Gather each line of the data below that contains the string "pole". Matching is case-sensitive.

%%

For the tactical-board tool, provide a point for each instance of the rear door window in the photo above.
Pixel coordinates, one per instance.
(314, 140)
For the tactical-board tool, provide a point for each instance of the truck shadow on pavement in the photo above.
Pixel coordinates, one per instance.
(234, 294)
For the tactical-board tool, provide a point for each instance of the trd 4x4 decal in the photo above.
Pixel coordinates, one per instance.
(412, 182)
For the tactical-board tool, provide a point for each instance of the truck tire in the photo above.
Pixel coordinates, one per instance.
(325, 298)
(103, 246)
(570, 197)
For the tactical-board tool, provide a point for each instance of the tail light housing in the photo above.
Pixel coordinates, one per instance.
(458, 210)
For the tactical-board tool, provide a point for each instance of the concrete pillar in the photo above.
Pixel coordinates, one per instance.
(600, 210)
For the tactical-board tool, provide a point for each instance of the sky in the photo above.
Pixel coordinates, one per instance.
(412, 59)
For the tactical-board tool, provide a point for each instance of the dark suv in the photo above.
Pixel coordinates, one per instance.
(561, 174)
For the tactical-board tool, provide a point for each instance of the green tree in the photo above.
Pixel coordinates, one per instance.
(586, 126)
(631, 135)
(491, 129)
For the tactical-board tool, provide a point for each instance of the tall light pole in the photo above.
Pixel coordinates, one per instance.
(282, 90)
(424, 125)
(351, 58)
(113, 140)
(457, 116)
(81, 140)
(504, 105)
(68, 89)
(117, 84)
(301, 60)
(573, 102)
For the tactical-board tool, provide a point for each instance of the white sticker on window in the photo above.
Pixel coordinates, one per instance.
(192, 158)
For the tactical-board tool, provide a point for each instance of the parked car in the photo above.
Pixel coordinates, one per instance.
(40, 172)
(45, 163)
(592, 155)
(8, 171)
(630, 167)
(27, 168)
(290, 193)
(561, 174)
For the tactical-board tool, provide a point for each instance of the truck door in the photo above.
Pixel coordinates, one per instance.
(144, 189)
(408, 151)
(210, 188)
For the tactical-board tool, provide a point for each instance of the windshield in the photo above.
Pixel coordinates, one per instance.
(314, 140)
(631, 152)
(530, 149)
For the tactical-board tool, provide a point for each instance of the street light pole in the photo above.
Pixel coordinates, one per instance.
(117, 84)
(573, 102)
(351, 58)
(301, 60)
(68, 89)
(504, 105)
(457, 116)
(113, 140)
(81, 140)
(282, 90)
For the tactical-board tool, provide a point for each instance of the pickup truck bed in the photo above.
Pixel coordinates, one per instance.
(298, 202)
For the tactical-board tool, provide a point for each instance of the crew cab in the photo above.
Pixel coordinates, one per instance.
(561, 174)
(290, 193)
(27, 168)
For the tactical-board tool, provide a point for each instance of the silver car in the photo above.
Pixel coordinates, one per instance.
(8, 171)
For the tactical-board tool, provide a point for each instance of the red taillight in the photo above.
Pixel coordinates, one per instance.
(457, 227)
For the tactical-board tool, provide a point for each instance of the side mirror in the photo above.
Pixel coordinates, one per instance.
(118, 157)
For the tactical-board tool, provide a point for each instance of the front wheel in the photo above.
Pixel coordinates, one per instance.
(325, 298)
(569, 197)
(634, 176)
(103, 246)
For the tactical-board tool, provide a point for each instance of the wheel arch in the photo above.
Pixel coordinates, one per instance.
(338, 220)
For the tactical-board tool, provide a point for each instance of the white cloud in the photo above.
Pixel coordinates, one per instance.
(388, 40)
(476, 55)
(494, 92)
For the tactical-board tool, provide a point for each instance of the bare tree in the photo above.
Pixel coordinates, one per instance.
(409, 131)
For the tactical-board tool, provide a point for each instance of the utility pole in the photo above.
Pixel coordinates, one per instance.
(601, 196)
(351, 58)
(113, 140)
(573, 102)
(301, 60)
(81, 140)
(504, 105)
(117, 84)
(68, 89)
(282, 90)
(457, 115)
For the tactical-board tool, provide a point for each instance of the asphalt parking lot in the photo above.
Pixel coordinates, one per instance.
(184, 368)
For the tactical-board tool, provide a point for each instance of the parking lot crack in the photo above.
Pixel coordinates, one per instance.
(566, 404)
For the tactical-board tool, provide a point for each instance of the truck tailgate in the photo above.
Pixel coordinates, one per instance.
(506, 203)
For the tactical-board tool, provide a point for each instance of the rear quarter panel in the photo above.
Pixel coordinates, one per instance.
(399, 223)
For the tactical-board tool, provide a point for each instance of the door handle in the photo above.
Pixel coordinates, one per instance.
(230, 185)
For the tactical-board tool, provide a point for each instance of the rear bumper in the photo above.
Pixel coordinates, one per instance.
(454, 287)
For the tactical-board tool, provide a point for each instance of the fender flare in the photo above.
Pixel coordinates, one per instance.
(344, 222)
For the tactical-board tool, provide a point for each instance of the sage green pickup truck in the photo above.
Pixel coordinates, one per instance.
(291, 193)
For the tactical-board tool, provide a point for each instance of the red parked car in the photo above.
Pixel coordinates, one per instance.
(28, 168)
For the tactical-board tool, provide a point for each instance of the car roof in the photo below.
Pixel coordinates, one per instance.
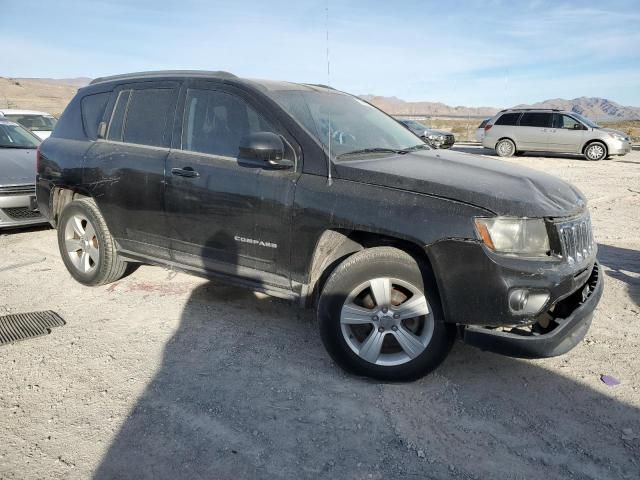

%%

### Result
For the tactical-board tool, provide a point for each instance of the tall light pole in the photo above.
For the tactical-board tool, provide a point for each instance of the street light pole in the photo above.
For the tactical-board tool, provide a point for each instance of the utility pole in the photo above.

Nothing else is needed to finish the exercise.